Read the records below and copy each line that contains "green".

Start of SUPPLIED MATERIAL

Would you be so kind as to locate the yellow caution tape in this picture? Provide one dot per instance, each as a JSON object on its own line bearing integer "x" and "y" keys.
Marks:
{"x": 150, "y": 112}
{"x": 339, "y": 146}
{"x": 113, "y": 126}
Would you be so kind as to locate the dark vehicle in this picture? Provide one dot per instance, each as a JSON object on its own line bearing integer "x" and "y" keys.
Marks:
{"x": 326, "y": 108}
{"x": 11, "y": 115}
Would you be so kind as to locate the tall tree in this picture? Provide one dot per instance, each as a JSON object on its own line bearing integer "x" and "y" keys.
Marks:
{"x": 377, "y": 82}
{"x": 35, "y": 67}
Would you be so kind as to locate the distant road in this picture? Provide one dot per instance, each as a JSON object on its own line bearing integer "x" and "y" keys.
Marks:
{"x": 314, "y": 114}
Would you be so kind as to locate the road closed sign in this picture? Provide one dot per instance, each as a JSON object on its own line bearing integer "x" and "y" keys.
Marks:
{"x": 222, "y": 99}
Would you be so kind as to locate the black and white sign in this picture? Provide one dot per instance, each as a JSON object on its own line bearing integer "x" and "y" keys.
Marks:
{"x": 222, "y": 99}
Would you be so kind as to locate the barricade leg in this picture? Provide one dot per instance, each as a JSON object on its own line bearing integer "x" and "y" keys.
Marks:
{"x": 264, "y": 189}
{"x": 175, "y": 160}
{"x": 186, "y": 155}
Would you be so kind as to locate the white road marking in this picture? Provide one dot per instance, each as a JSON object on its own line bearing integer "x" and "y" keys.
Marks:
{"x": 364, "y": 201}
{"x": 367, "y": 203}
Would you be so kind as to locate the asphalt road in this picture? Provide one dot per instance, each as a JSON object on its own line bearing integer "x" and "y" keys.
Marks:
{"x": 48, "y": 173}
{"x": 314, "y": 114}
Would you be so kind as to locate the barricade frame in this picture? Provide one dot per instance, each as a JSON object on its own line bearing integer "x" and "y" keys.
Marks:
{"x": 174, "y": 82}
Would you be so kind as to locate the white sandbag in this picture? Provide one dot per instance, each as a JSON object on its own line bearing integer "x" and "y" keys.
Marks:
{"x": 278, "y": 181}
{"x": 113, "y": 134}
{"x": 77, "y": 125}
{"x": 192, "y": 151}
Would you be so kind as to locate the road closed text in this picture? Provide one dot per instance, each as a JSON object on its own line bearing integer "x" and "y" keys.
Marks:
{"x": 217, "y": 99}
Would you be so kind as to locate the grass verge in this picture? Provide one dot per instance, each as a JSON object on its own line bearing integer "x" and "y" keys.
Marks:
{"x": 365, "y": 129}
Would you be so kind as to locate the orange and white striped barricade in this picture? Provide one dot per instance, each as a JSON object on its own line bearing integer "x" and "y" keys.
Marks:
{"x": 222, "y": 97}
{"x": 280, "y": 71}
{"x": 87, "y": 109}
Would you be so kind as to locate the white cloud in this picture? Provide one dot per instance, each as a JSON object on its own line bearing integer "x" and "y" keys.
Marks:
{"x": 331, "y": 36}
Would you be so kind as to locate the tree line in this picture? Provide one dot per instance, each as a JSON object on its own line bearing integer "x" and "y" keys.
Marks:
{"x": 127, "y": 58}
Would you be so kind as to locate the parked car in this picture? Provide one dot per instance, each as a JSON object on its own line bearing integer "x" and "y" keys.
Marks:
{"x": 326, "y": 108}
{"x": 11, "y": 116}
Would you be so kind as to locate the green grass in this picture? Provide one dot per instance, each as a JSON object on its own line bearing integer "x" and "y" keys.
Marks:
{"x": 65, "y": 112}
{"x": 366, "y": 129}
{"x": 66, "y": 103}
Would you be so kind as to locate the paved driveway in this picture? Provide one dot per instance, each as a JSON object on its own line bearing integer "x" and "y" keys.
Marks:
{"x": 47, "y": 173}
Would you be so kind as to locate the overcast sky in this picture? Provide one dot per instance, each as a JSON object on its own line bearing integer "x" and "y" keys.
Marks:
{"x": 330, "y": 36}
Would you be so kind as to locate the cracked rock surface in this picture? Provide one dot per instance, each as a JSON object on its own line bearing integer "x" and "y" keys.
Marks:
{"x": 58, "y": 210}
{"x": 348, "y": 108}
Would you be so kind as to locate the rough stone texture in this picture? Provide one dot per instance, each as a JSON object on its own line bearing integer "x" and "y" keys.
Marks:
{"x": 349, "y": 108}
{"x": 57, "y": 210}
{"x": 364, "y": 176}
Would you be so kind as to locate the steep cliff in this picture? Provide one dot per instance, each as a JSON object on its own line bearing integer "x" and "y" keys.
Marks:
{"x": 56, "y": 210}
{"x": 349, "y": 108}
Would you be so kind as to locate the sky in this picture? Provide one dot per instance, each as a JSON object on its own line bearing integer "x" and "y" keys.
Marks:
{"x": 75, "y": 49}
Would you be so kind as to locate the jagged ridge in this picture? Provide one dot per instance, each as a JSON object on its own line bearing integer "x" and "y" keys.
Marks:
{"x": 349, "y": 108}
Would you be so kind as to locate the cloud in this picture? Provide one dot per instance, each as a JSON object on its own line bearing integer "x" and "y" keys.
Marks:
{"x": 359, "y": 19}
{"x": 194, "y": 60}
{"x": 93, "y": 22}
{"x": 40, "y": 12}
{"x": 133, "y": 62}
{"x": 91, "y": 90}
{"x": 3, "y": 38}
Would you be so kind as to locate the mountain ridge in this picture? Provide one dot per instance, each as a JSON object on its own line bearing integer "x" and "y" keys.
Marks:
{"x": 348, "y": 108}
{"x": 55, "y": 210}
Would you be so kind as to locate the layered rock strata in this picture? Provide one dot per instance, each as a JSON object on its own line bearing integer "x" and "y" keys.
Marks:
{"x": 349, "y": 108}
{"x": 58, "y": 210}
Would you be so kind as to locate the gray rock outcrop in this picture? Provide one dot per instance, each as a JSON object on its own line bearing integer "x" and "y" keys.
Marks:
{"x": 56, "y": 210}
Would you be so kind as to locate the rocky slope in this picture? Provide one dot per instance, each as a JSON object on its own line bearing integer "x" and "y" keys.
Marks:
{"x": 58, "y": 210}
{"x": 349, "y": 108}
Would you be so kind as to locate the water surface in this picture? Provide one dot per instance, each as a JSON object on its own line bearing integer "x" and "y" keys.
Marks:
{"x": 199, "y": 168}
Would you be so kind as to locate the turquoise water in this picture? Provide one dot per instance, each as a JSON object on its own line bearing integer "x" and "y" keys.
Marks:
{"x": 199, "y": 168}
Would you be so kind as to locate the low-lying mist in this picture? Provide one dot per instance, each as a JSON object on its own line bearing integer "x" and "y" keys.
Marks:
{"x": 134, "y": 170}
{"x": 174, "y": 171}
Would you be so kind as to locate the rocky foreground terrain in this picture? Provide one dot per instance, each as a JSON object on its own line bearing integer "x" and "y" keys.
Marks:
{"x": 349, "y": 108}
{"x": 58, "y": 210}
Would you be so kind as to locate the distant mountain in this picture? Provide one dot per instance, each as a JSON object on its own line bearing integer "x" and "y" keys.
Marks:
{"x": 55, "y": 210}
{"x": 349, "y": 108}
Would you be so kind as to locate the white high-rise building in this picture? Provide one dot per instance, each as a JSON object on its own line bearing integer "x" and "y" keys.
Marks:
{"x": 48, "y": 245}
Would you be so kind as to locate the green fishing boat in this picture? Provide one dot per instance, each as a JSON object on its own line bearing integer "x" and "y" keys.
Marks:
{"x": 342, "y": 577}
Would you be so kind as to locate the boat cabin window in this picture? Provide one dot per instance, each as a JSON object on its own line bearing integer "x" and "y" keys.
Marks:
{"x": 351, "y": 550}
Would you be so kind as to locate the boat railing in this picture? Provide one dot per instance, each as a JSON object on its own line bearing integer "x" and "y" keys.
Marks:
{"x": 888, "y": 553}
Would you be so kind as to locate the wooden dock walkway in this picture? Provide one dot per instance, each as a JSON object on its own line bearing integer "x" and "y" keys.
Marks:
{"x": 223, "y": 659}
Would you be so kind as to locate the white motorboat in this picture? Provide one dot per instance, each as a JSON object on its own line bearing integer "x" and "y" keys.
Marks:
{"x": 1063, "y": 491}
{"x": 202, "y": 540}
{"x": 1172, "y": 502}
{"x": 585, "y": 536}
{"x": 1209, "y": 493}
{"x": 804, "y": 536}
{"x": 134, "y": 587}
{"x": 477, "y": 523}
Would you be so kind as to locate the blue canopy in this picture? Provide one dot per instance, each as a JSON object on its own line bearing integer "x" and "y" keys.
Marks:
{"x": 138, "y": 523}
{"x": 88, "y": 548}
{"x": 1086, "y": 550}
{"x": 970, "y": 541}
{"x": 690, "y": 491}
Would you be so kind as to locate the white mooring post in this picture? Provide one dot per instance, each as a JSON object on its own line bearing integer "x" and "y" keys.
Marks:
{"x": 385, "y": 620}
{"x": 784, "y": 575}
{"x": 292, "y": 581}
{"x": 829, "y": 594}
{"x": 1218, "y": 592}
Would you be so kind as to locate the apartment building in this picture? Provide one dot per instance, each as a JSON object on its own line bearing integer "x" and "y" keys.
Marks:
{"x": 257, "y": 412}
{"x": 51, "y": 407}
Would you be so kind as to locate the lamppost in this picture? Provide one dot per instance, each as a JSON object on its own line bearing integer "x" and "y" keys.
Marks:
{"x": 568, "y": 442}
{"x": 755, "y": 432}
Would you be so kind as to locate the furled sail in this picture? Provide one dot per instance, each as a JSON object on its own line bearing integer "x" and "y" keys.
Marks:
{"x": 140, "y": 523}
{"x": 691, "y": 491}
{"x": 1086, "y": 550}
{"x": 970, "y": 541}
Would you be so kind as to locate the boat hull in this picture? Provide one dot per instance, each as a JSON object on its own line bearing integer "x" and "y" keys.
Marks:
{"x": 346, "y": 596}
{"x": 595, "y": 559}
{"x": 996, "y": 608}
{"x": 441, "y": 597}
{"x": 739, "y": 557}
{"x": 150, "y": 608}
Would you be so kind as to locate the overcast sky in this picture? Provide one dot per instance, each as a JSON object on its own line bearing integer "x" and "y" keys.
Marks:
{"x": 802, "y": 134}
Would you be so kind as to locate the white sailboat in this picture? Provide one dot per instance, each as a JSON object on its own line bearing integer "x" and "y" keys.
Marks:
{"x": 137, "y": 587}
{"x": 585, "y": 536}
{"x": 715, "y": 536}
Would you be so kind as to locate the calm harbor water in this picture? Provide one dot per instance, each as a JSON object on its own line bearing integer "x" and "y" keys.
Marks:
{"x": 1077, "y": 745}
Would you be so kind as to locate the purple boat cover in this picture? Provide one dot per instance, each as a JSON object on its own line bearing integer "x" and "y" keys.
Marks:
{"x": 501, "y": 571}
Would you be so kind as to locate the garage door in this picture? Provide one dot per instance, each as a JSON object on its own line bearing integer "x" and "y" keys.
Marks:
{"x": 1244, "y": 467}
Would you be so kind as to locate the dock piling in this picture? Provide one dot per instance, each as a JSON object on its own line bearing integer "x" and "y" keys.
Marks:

End of SUPPLIED MATERIAL

EXERCISE ANSWER:
Would you be so kind as to locate the green grass in this picture? Provide one dot per instance, each as a JSON object on its own line bearing integer "x" and "y" keys.
Would you be so kind as to locate the green fishing boat in this picture? Provide one dot per instance, each as a JSON object on its own line bearing integer "x" and "y" keys.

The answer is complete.